• [What is needed]: Reproduce every entry exactly, without alteration.

• [Working data]:
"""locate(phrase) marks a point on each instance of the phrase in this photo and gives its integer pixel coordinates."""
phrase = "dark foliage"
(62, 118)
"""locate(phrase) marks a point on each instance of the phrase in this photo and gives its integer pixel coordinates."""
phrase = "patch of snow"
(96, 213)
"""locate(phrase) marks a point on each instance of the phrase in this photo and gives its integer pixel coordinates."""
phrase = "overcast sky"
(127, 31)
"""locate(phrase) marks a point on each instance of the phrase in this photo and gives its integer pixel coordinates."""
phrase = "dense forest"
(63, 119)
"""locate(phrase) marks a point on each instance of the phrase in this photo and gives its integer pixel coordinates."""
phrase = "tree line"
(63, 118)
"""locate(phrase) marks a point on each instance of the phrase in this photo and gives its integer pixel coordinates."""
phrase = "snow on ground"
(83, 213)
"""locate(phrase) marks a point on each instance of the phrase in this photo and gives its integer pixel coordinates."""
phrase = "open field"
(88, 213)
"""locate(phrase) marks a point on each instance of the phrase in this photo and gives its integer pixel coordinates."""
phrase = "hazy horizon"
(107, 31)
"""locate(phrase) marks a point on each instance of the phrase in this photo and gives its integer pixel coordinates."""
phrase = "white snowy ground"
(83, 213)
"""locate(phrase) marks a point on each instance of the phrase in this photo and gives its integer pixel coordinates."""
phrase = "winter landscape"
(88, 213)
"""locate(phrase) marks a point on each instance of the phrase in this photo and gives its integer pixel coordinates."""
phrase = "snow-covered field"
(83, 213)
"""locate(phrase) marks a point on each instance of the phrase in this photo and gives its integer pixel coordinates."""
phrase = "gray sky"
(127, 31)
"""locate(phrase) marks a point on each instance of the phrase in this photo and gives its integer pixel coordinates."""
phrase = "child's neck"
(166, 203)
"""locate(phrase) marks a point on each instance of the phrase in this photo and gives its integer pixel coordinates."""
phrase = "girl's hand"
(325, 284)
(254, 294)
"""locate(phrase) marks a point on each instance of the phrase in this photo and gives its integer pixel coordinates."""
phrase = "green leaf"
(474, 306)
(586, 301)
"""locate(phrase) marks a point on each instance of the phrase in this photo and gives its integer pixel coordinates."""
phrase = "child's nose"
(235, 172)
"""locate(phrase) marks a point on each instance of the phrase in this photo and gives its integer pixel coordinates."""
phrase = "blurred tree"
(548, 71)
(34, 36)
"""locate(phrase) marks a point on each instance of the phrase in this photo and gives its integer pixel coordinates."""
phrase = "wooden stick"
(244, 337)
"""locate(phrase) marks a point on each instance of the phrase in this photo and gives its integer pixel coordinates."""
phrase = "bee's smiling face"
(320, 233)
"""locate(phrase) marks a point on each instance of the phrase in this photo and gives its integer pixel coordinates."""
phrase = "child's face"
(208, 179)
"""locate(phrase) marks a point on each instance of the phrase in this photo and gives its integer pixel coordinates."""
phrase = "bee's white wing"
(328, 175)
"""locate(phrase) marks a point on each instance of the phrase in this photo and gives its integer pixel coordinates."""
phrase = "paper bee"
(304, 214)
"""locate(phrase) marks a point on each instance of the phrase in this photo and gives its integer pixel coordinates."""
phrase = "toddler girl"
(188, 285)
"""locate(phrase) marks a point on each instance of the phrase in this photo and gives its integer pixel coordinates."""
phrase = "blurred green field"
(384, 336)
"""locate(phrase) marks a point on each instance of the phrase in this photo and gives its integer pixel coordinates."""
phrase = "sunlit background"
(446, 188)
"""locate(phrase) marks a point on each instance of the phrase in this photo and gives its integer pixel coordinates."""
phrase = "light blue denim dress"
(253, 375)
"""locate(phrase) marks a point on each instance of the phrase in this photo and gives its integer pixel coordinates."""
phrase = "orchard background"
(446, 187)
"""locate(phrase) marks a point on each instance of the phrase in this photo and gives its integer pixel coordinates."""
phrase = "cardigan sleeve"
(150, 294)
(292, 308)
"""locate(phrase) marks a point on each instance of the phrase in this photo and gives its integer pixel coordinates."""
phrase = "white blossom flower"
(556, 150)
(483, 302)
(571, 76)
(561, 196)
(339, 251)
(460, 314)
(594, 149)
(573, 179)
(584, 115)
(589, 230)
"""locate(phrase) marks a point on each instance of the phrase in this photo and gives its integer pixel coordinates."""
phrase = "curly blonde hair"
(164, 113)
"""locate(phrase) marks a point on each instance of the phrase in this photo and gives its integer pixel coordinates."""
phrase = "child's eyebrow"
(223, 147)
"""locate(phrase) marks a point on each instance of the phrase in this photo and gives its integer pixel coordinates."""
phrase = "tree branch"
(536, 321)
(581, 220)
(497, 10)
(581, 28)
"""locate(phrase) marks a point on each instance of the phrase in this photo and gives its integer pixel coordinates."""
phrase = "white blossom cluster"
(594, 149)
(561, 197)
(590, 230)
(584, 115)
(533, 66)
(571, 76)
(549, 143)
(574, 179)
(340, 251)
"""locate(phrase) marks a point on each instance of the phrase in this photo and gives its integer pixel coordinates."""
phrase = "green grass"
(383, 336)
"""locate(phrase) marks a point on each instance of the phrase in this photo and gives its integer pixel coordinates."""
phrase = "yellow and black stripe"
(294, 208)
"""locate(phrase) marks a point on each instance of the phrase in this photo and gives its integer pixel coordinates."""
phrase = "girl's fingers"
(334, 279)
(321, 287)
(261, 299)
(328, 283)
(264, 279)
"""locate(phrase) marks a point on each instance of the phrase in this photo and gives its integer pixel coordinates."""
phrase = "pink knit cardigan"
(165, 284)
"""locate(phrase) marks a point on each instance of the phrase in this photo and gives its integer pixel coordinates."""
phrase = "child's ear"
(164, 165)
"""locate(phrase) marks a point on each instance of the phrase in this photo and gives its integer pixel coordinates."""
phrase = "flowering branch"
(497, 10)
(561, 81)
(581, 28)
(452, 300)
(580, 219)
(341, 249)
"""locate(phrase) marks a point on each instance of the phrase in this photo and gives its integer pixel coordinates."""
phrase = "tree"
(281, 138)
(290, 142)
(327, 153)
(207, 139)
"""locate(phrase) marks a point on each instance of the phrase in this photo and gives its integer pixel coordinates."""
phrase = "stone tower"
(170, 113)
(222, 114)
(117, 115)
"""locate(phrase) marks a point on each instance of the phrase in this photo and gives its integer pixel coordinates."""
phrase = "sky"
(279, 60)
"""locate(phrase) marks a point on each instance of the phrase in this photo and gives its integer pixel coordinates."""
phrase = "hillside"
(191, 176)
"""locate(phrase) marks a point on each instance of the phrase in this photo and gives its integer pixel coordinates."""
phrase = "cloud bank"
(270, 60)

• [Answer in full]:
"""locate(phrase) marks a point on each instance of the phrase in this photo and gives its integer pixel coordinates."""
phrase = "dark foliage"
(62, 118)
"""locate(phrase) marks a point on each instance of the phrase in this photo and gives its integer pixel coordinates."""
phrase = "patch of snow"
(96, 213)
"""locate(phrase) marks a point on each instance of the phrase in this photo and gives its integer pixel coordinates."""
phrase = "overcast sky"
(127, 31)
"""locate(phrase) marks a point on each instance of the phrase in this photo and gives its integer pixel coordinates."""
phrase = "dense forest"
(63, 119)
"""locate(phrase) marks a point on each instance of the phrase in this photo and gives its integer pixel coordinates."""
phrase = "tree line"
(63, 118)
"""locate(phrase) marks a point on each instance of the phrase in this photo and gives its integer pixel coordinates."""
phrase = "snow on ground"
(83, 213)
"""locate(phrase) marks a point on each instance of the phrase in this photo and gives its integer pixel coordinates."""
phrase = "open field"
(88, 213)
"""locate(phrase) marks a point on each instance of the phrase in this photo and gives its integer pixel coordinates."""
phrase = "hazy horizon"
(107, 31)
"""locate(phrase) marks a point on each instance of the phrase in this photo and gives its integer pixel coordinates."""
phrase = "white snowy ground"
(83, 213)
"""locate(phrase) marks a point on each instance of the phrase in this photo and gives its integer pixel coordinates."""
phrase = "winter landscape"
(88, 213)
"""locate(phrase) marks a point on each instance of the phrase in this photo and gives its integer pixel coordinates."""
phrase = "snow-covered field"
(83, 213)
"""locate(phrase) marks a point on each instance of the phrase in this photo and gives its integer pixel coordinates."""
phrase = "gray sky"
(127, 31)
"""locate(phrase) marks a point on each instance of the phrase in this photo and gives its integer pixel coordinates."""
phrase = "child's neck"
(166, 203)
"""locate(phrase) marks a point on each instance of the phrase in this photo and gives its integer pixel coordinates."""
phrase = "girl's hand"
(325, 284)
(254, 294)
"""locate(phrase) marks a point on each instance of the phrase in this photo and gives its integer pixel coordinates."""
phrase = "green leaf"
(474, 306)
(586, 301)
"""locate(phrase) marks a point on each instance of the phrase in this photo and gives its integer pixel coordinates."""
phrase = "child's nose"
(235, 172)
"""locate(phrase) marks a point on each instance of the phrase in this photo and gives its integer pixel coordinates."""
phrase = "blurred tree"
(548, 71)
(34, 36)
"""locate(phrase) marks a point on each instance of the phrase in this photo and gives its integer pixel coordinates."""
phrase = "wooden stick"
(244, 337)
"""locate(phrase) marks a point on each instance of the phrase in this photo and gives its integer pixel coordinates."""
phrase = "bee's smiling face"
(320, 233)
"""locate(phrase) marks a point on each instance of the phrase in this photo and gives its integer pixel coordinates."""
phrase = "child's face"
(208, 179)
"""locate(phrase) marks a point on each instance of the phrase in this photo and gives its integer pixel coordinates."""
phrase = "bee's white wing"
(328, 175)
"""locate(phrase) marks a point on each instance of the phrase in this photo and gives its integer pixel coordinates."""
phrase = "paper bee"
(304, 214)
"""locate(phrase) marks a point on each instance of the phrase in this photo and gives its integer pixel coordinates."""
phrase = "toddler girl"
(188, 285)
"""locate(phrase) marks a point on each instance of the phrase in this photo and gives its integer pixel coordinates."""
phrase = "blurred green field"
(384, 336)
"""locate(phrase) marks a point on each instance of the phrase in this photo and gives its integer pixel coordinates."""
phrase = "sunlit background"
(446, 188)
"""locate(phrase) marks a point on each instance of the phrase in this photo and gives its integer pixel coordinates."""
phrase = "light blue denim dress"
(253, 375)
"""locate(phrase) marks a point on each instance of the phrase in this photo and gives its integer pixel coordinates."""
phrase = "orchard background"
(446, 187)
"""locate(phrase) marks a point on each instance of the phrase in this photo and gives its integer pixel coordinates."""
phrase = "cardigan sleeve"
(150, 294)
(292, 308)
"""locate(phrase) marks a point on each instance of the phrase in this photo and gives its integer pixel coordinates."""
phrase = "white blossom flower"
(556, 150)
(483, 302)
(571, 76)
(561, 196)
(339, 251)
(460, 314)
(594, 149)
(573, 179)
(584, 115)
(589, 230)
"""locate(phrase) marks a point on each instance of the phrase in this photo and gives its integer pixel coordinates."""
phrase = "curly blonde hair"
(164, 113)
"""locate(phrase) marks a point on each instance of the phrase in this photo and gives its integer pixel coordinates."""
phrase = "child's eyebrow"
(223, 147)
"""locate(phrase) marks a point on each instance of the phrase in this photo and gives its integer pixel coordinates."""
phrase = "tree branch"
(536, 321)
(581, 220)
(497, 10)
(581, 28)
"""locate(phrase) marks a point on each instance of the phrase in this photo and gives its integer pixel coordinates."""
phrase = "white blossom cluster"
(594, 149)
(561, 197)
(590, 230)
(584, 115)
(533, 66)
(571, 76)
(549, 143)
(574, 179)
(340, 251)
"""locate(phrase) marks a point on each instance of the phrase in this photo and gives its integer pixel coordinates."""
phrase = "green grass"
(383, 336)
"""locate(phrase) marks a point on each instance of the phrase in this photo and gives its integer pixel coordinates."""
phrase = "yellow and black stripe"
(294, 208)
"""locate(phrase) marks a point on each instance of the phrase in this photo and gives its integer pixel coordinates."""
phrase = "girl's fingers"
(334, 279)
(321, 287)
(261, 299)
(328, 283)
(264, 279)
"""locate(phrase) marks a point on each instance of the phrase in this photo and gives its integer pixel coordinates."""
phrase = "pink knit cardigan"
(165, 284)
"""locate(phrase) marks a point on each instance of the phrase in this photo and gives its integer pixel coordinates."""
phrase = "child's ear"
(164, 165)
"""locate(phrase) marks a point on each instance of the phrase in this photo and gives its integer pixel coordinates."""
phrase = "flowering branch"
(497, 10)
(561, 81)
(581, 28)
(452, 300)
(580, 219)
(341, 249)
"""locate(phrase) marks a point on each instance of the phrase in this photo and gives its integer pixel coordinates."""
phrase = "tree"
(281, 138)
(290, 142)
(327, 153)
(207, 139)
"""locate(phrase) marks a point on each instance of the phrase in this photo and gives its integer pixel coordinates."""
phrase = "stone tower"
(170, 113)
(222, 114)
(117, 115)
"""locate(phrase) marks a point on each instance of the phrase in this photo and gives its integer pixel coordinates."""
phrase = "sky"
(279, 60)
"""locate(phrase) marks a point on each instance of the phrase in this photo and gives its integer pixel coordinates."""
phrase = "hillside"
(191, 176)
"""locate(phrase) marks a point on each instance of the phrase in this photo and gives its integer pixel coordinates."""
phrase = "cloud bank"
(270, 60)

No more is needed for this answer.